What the task asks:
Line by line, copy the material below exactly.

Material for this exercise:
Segment Open

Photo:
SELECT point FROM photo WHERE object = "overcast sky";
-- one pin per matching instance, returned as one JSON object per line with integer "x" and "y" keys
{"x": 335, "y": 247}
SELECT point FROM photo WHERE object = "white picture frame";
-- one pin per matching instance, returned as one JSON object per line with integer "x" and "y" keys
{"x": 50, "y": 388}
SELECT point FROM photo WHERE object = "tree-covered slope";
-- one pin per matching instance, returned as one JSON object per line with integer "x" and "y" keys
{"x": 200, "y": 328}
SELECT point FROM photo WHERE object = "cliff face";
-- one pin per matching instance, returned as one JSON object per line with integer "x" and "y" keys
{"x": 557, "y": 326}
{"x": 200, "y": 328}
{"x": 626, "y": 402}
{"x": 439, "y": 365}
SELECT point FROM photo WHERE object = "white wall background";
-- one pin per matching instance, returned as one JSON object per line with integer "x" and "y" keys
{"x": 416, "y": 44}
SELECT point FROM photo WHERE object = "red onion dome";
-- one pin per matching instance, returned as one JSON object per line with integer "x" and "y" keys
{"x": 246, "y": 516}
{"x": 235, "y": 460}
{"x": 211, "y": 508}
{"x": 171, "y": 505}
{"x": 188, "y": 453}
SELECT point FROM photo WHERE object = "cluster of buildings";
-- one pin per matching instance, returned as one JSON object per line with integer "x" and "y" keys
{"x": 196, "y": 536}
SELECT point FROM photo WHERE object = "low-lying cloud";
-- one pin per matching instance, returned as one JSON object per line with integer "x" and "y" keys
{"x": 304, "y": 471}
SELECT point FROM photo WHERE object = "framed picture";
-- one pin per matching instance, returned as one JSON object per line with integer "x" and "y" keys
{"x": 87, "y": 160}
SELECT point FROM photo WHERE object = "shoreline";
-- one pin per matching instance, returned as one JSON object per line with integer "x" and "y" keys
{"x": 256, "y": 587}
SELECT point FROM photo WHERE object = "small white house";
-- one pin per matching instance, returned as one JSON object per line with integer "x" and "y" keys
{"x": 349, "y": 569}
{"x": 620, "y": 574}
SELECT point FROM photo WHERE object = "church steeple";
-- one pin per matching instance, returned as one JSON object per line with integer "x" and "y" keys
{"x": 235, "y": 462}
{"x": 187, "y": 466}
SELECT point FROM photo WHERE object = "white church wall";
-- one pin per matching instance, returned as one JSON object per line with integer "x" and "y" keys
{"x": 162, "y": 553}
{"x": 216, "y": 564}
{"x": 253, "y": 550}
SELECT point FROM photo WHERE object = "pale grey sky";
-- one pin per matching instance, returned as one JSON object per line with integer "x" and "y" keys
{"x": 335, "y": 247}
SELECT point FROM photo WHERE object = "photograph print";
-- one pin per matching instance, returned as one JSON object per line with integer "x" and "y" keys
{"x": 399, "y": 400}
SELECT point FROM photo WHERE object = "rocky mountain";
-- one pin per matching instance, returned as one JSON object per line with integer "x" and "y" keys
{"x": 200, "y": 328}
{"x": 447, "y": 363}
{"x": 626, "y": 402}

Segment Closed

Task output:
Photo:
SELECT point FROM photo WHERE object = "overcast sky";
-- one pin per matching instance, returned as one JSON object per line with integer "x" and "y" keys
{"x": 335, "y": 247}
SELECT point FROM photo WHERE object = "white picture frame";
-- one pin per matching instance, returned as one JSON object per line with integer "x" and "y" keys
{"x": 50, "y": 388}
SELECT point FROM photo WHERE object = "tree-covered slope";
-- one pin per matching instance, returned as one JSON object per line with integer "x" and "y" keys
{"x": 200, "y": 328}
SELECT point FROM photo WHERE object = "cliff face";
-- one pin per matching instance, returned as one JSON object per line with integer "x" and "y" keys
{"x": 557, "y": 326}
{"x": 200, "y": 328}
{"x": 626, "y": 402}
{"x": 439, "y": 365}
SELECT point FROM photo WHERE object = "white wall background";
-- one pin per matching instance, returned as one JSON object per line with integer "x" and "y" keys
{"x": 416, "y": 44}
SELECT point FROM photo WHERE object = "red onion dome";
-- one pin per matching instance, returned as one JSON object per line with integer "x" and "y" keys
{"x": 246, "y": 516}
{"x": 235, "y": 460}
{"x": 211, "y": 508}
{"x": 171, "y": 505}
{"x": 188, "y": 453}
SELECT point FROM photo WHERE object = "cluster of buildings";
-- one pin per matching instance, returned as one JSON object per line with integer "x" and "y" keys
{"x": 196, "y": 536}
SELECT point FROM photo WHERE object = "low-lying cloud";
-- one pin per matching instance, returned as one JSON object per line with integer "x" and "y" keys
{"x": 304, "y": 471}
SELECT point FROM photo WHERE object = "framed picture";
-- one pin per matching instance, returned as one JSON object per line with integer "x" and "y" keys
{"x": 87, "y": 160}
SELECT point FROM photo WHERE object = "shoreline";
-- one pin per matching instance, returned as one JSON object per line with integer "x" and "y" keys
{"x": 256, "y": 587}
SELECT point FROM photo WHERE object = "small white house";
-- one pin per matching instance, returned as one JSON object per line with integer "x" and "y" keys
{"x": 349, "y": 569}
{"x": 620, "y": 574}
SELECT point FROM photo WHERE object = "church steeple";
-- one pin per matching instance, returned as one JSON object per line with integer "x" and "y" keys
{"x": 235, "y": 462}
{"x": 187, "y": 466}
SELECT point FROM photo WHERE object = "white church wall";
-- one pin per matching instance, returned as one JSON object per line with integer "x" and "y" keys
{"x": 162, "y": 553}
{"x": 216, "y": 564}
{"x": 253, "y": 550}
SELECT point FROM photo WHERE object = "pale grey sky";
-- one pin per matching instance, returned as one JSON object per line with integer "x" and "y" keys
{"x": 335, "y": 247}
SELECT point FROM photo WHERE object = "photograph print";
-- one pin per matching instance, returned as one JSON object per line with integer "x" and "y" keys
{"x": 399, "y": 400}
SELECT point FROM photo WHERE object = "rocky mountain";
-- one pin per matching instance, returned as one JSON object per line with integer "x" and "y" keys
{"x": 200, "y": 328}
{"x": 447, "y": 363}
{"x": 626, "y": 402}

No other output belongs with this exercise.